Data listing -
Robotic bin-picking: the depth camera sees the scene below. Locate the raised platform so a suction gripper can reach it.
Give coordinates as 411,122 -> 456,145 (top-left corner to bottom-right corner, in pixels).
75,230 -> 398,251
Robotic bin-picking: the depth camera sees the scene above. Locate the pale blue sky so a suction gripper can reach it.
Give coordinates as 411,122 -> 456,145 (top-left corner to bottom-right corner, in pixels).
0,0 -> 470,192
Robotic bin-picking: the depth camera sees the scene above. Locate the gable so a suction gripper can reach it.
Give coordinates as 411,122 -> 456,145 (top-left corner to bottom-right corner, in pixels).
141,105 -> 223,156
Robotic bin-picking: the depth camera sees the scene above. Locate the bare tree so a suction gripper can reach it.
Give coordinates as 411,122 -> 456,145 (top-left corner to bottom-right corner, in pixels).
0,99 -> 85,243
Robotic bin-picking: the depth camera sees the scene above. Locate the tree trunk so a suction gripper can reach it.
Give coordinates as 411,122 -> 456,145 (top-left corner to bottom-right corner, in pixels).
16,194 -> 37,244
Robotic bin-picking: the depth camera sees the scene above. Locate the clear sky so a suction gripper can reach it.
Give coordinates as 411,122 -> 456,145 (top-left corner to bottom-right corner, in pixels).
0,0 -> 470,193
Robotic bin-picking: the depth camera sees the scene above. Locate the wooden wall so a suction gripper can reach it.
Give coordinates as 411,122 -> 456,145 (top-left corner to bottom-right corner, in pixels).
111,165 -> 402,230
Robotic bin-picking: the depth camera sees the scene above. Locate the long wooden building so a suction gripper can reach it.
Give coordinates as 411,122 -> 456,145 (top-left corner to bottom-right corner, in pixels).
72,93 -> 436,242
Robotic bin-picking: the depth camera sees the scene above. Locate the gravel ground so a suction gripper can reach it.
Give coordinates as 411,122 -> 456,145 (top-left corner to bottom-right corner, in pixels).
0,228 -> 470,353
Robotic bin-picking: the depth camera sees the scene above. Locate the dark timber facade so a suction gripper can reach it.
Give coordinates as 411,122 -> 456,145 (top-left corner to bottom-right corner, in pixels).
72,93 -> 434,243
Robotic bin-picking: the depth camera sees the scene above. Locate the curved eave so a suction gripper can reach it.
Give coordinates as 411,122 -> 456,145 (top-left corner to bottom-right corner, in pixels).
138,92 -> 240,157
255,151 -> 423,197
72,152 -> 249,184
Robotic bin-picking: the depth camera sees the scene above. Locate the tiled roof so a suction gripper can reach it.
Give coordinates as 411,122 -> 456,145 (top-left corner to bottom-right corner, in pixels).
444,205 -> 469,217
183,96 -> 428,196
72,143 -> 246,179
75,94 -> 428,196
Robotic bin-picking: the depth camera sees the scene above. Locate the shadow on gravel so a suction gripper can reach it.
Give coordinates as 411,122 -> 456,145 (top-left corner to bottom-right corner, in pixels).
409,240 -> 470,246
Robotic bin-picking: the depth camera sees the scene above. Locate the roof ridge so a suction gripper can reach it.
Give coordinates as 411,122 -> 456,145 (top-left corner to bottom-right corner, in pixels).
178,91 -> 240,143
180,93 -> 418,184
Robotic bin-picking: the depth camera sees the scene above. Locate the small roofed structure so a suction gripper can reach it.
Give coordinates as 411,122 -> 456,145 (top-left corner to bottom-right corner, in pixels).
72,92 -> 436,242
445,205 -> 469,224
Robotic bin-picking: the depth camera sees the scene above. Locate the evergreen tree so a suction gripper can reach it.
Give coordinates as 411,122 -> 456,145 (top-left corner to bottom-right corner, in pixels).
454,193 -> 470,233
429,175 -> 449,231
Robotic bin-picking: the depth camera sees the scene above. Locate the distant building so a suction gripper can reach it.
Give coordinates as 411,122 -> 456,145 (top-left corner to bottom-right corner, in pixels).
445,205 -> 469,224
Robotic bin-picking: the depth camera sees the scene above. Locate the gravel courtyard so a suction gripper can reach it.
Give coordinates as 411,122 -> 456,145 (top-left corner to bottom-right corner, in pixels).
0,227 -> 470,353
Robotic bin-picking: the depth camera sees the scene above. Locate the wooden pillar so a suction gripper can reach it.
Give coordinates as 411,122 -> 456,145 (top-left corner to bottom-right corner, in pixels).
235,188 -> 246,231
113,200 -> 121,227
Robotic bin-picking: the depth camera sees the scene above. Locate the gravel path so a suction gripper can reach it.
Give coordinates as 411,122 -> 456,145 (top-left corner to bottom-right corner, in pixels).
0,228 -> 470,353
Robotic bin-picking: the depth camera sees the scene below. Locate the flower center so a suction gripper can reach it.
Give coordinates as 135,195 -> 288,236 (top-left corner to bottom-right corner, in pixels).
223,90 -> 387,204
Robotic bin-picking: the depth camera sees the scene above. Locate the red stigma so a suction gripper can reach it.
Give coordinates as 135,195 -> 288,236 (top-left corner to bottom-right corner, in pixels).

Given request -
Reproduce every line of the data above verbatim, from the first line to the last, changing nothing.

Correct answer -
Robotic bin-picking: the depth camera sees the scene below. Locate the raised platform so a suction gripper can reach it.
Give coordinates as 411,122 -> 456,145 (top-left corner to bottom-right corner, in pixels).
75,230 -> 398,251
Robotic bin-picking: the depth camera sees the scene above. Locate the pale blue sky so a suction gripper can reach it.
Give coordinates as 411,122 -> 456,145 (top-left corner to bottom-right corner, in pixels).
0,0 -> 470,192
Robotic bin-picking: the depth camera sees the scene above. Locate the gable so a suction gripper can reach it.
Give coordinates as 411,122 -> 456,145 (top-left corner to bottom-right corner, in pixels).
141,105 -> 223,156
Robotic bin-picking: the depth camera sees the scene above. Locate the bare tree so a suction gripper can reach it.
Give coordinates as 411,122 -> 456,145 (top-left corner to bottom-right corner, in pixels).
0,99 -> 85,243
Robotic bin-picking: the depth camera sees the scene above. Locate the tree trunk so a suction gripper can reach it.
Give coordinates as 411,122 -> 456,145 (top-left corner to bottom-right corner, in pixels).
16,194 -> 37,244
Robotic bin-picking: the depth camera sees the scene above. Locate the clear sky so a suction gripper can reach it.
Give coordinates as 411,122 -> 456,145 (top-left corner to bottom-right corner, in pixels).
0,0 -> 470,193
Robotic bin-picking: the depth camera sees the scene above. Locate the wooden wall so a suction gripper can reach it.
Give coordinates as 411,122 -> 456,145 (top-left corner to bottom-right corner, in pixels).
111,165 -> 402,230
Robotic bin-picking: the depth camera sees the scene above. Locate the long wooden building so a suction gripper can reach it.
Give coordinates as 411,122 -> 456,145 (top-left corner to bottom-right corner, in pixels).
72,93 -> 436,242
Robotic bin-picking: the depth camera sees the scene above. Locate the gravel ground so a suction gripper can reach it.
Give coordinates as 411,122 -> 456,145 (top-left corner to bottom-right corner, in pixels).
0,228 -> 470,353
Robotic bin-picking: the depth camera sees the scene above. Locate the dark timber facade so a suction gripper can reach it.
Give coordinates as 411,122 -> 456,145 (top-left corner to bottom-right corner, in pixels).
72,93 -> 434,243
Robotic bin-picking: the depth camera sees the scene above. Locate the curved eave so a suction gripper can reach it.
Give coordinates as 411,122 -> 456,145 (top-left corner to bottom-right corner, in pixels).
138,92 -> 240,157
255,151 -> 423,197
72,152 -> 249,184
Robotic bin-picking: the depth camera sees the scene above. Locate the tiled roof so a suction gripper can reach it.
Give coordinates as 411,122 -> 456,145 (top-left corner to bottom-right corner, in pixels).
444,205 -> 469,217
183,96 -> 428,196
72,143 -> 246,179
75,94 -> 428,196
Robotic bin-picking: the depth camera sees the scene above. Locate the shadow on gravel so a suction gripper can reach it.
Give coordinates as 411,122 -> 456,145 (top-left corner to bottom-right corner, in pixels).
409,240 -> 470,246
Robotic bin-picking: the depth camera sees the scene above. Locate the roof ridge so a suction gripper can reach it.
Give coordinates as 411,122 -> 456,145 (top-left corner to bottom-right corner, in pixels).
178,91 -> 240,143
180,93 -> 418,184
Robotic bin-picking: the depth camera sees the scene above. Locate the small roofed structure so a suction gripper can reach it.
Give coordinates as 411,122 -> 456,145 (top-left corner to bottom-right corner, in pixels).
72,92 -> 436,242
445,205 -> 469,224
Robotic bin-picking: the depth camera sees the scene above. Locate the evergreen tree so a suction gripper can reach it.
Give coordinates as 411,122 -> 456,145 (top-left corner to bottom-right corner, in pixels).
454,193 -> 470,233
429,175 -> 449,231
Robotic bin-picking: the depth camera sees the scene above. Locate the distant building so a suction gripper can reach it.
Give coordinates as 411,122 -> 456,145 (top-left corner to bottom-right corner, in pixels).
445,205 -> 469,224
Robotic bin-picking: the depth camera sees the scene above. Locate the gravel courtyard so a suction gripper can reach it.
Give coordinates as 411,122 -> 456,145 (top-left corner to bottom-right corner, in pixels).
0,227 -> 470,353
Robotic bin-picking: the depth camera sees the scene above. Locate the wooden pillar so a suction gripper can reach it.
Give coordinates as 411,122 -> 456,145 (top-left corner to bottom-right corner, in pixels).
235,188 -> 246,231
113,200 -> 121,227
Robotic bin-picking: the depth camera sees the scene above. Locate the gravel path so a suction gripper can reach it.
Give coordinates as 411,122 -> 456,145 (top-left corner to bottom-right corner, in pixels).
0,228 -> 470,353
Robotic bin-picking: the depth camera sees the scene below. Locate the flower center so a suction gripper can reach it.
Give coordinates as 135,195 -> 288,236 (top-left corner to bottom-right corner, in pixels).
223,90 -> 387,204
Robotic bin-picking: the depth camera sees the scene above. Locate the red stigma so a suction gripper can reach it.
Give coordinates as 135,195 -> 288,236 (top-left corner to bottom-right corner, in pixels).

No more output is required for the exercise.